YOUR TASK
Wherever a line in the data below holds "small", copy that line.

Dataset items
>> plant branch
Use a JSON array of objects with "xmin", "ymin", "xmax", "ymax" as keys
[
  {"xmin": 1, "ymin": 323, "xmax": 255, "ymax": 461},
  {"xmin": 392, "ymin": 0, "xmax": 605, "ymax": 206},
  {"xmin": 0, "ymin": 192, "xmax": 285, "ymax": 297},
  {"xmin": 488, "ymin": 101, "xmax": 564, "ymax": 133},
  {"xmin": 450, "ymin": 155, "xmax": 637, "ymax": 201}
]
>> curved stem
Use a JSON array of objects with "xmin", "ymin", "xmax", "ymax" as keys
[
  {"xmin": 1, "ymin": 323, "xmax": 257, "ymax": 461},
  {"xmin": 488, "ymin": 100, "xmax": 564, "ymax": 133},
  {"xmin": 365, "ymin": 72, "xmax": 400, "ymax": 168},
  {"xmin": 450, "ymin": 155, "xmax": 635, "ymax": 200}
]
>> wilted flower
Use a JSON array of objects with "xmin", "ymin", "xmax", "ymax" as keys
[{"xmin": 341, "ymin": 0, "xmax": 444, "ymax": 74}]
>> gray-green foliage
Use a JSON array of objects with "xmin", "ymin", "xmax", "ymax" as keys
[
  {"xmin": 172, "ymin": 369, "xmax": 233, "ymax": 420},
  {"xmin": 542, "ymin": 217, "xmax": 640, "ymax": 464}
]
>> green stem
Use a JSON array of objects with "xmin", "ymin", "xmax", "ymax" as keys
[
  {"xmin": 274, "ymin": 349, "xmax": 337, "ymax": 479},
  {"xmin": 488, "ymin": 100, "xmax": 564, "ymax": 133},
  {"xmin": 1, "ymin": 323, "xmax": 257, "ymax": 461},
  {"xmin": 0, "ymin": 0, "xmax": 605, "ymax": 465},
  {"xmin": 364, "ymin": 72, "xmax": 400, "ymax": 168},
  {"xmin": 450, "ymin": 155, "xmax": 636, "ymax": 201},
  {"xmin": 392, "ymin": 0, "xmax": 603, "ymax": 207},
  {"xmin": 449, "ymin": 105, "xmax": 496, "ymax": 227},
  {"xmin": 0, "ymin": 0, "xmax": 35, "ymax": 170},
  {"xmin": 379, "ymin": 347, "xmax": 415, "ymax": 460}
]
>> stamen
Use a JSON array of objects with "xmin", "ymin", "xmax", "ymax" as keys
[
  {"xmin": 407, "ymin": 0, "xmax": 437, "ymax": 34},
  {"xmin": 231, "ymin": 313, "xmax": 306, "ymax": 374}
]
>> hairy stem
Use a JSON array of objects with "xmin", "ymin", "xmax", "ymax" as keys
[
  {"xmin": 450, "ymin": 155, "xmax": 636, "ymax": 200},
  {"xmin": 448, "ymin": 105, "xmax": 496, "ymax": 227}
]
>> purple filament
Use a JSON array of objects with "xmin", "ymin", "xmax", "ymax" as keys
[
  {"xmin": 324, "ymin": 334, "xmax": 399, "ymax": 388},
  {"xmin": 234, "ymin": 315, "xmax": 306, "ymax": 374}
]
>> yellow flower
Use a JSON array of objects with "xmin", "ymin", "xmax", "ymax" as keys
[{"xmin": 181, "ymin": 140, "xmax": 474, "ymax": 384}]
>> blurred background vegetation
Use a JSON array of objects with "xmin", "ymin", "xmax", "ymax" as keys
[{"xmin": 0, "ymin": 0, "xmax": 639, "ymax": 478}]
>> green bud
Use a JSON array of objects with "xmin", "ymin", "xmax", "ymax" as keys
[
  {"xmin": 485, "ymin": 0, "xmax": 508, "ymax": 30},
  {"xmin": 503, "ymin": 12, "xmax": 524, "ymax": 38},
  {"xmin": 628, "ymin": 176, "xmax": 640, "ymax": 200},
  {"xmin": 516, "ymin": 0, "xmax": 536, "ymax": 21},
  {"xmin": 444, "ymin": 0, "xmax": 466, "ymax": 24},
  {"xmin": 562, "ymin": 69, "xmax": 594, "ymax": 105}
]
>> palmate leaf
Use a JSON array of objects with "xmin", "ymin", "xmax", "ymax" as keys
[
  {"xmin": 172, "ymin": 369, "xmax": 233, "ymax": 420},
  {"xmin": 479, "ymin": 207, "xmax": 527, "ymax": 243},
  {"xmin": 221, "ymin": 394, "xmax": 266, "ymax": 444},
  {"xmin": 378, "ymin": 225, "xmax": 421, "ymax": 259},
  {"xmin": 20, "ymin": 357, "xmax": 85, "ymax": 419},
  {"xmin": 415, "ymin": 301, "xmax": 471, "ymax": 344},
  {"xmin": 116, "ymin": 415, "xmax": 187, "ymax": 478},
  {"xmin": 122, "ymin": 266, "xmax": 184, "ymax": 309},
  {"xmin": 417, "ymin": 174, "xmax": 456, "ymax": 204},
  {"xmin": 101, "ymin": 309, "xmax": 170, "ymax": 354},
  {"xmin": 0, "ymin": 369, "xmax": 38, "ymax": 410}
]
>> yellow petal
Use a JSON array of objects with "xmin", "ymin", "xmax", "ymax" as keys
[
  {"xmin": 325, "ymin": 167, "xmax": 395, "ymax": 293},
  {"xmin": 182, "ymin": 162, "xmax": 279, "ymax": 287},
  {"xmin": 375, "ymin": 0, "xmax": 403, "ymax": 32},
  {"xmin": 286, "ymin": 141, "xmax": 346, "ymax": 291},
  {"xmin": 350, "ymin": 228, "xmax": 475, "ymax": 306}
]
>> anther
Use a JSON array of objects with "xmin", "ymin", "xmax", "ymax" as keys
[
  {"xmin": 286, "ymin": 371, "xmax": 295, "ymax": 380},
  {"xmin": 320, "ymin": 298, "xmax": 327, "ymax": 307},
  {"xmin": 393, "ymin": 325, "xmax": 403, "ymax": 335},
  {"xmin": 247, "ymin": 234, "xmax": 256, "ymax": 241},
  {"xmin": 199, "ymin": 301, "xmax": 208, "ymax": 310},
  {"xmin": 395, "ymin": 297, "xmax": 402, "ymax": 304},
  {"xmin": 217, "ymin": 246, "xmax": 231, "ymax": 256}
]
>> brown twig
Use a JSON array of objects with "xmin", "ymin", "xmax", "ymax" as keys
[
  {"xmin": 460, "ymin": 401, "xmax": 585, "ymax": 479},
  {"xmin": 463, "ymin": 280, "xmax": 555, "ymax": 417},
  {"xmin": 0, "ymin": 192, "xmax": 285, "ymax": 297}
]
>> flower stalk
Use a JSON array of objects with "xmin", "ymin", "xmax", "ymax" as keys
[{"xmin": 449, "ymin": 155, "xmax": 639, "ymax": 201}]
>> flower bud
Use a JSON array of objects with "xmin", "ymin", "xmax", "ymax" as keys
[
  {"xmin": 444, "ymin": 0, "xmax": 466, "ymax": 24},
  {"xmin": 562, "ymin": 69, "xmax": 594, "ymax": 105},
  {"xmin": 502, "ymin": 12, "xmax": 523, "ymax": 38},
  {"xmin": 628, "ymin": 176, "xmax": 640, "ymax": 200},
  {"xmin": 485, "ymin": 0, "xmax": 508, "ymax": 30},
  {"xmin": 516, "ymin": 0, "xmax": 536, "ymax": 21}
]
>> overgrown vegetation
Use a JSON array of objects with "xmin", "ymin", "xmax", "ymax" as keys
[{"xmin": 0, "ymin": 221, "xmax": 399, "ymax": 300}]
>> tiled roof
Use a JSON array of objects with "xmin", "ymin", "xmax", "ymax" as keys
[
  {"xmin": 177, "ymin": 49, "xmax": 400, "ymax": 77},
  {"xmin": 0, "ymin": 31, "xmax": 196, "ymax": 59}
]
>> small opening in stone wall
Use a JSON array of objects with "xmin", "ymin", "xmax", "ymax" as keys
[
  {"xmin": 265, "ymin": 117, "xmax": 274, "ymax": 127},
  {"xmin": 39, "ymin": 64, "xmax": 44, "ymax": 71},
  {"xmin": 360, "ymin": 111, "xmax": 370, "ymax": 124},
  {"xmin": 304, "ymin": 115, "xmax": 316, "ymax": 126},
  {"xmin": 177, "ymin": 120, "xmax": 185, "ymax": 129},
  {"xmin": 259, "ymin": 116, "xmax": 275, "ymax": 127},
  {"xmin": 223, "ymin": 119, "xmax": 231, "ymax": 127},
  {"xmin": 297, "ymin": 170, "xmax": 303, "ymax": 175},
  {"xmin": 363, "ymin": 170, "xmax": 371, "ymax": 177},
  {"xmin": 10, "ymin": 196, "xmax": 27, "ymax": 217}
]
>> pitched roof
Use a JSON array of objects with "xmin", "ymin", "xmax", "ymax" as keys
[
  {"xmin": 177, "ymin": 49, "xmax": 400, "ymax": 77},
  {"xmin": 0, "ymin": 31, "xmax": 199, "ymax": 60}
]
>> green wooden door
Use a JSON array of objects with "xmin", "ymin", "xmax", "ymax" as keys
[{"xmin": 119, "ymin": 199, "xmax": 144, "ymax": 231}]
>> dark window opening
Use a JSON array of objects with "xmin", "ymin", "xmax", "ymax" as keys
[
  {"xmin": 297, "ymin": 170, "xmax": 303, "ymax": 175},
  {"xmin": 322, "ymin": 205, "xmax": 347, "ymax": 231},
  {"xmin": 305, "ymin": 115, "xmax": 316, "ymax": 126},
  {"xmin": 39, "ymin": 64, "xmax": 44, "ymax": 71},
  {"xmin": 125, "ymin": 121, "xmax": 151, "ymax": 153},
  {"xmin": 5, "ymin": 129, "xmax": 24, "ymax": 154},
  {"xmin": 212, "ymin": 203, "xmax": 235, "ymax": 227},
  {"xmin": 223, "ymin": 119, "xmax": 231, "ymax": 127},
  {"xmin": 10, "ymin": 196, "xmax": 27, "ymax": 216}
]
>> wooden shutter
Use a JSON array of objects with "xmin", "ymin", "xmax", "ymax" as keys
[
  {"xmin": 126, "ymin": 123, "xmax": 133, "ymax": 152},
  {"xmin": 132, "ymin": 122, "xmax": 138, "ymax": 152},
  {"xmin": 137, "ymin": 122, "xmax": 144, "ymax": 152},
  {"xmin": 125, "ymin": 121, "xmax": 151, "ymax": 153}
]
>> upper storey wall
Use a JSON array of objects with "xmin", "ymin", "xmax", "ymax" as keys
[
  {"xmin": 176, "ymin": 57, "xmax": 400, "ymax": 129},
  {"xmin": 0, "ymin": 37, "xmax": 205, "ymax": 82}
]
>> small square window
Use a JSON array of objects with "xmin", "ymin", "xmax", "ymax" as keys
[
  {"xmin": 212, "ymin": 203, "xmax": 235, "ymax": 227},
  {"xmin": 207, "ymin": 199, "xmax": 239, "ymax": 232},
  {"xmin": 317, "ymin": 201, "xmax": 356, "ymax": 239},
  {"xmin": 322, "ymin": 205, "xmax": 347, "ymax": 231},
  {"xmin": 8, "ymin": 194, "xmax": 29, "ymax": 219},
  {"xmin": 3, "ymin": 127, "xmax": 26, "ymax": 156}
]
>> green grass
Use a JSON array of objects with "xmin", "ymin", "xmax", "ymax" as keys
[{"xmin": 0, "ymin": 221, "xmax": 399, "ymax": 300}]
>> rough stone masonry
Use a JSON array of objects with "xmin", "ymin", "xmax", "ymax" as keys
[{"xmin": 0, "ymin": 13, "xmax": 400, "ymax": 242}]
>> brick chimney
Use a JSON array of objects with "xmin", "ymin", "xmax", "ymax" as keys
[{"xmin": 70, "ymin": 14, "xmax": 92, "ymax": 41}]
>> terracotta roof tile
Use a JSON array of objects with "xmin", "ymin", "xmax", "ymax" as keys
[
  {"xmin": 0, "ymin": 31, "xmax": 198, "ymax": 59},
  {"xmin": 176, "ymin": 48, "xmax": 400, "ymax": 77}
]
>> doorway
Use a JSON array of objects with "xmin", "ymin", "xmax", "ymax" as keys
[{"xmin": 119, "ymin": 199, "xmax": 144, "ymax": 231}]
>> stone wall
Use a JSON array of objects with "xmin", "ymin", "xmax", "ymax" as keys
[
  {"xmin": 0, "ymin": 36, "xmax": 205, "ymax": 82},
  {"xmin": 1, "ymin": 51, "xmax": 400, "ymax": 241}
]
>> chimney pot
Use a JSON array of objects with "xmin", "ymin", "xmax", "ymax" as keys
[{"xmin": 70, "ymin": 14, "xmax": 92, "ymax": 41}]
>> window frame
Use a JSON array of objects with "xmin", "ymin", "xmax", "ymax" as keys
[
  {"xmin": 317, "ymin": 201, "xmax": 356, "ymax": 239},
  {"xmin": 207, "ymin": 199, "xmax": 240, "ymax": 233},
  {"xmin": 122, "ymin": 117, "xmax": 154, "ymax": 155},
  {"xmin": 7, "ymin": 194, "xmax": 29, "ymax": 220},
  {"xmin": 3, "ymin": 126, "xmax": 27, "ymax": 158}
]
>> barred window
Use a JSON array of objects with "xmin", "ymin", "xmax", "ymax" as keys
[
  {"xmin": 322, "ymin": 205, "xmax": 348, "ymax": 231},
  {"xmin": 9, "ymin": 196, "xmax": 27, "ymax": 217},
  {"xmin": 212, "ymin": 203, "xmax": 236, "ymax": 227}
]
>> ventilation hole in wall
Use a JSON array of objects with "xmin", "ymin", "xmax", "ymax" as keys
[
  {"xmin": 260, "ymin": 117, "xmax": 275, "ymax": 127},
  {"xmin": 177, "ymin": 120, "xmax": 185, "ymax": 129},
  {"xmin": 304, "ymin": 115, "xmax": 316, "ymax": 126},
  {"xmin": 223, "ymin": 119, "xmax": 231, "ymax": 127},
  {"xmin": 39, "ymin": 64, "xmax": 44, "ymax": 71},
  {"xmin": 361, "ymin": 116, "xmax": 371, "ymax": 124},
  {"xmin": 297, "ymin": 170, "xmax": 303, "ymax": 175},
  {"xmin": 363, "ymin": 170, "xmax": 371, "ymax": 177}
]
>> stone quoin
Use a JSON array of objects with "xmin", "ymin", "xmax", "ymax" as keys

RESPONSE BELOW
>> small opening in stone wall
>> small square window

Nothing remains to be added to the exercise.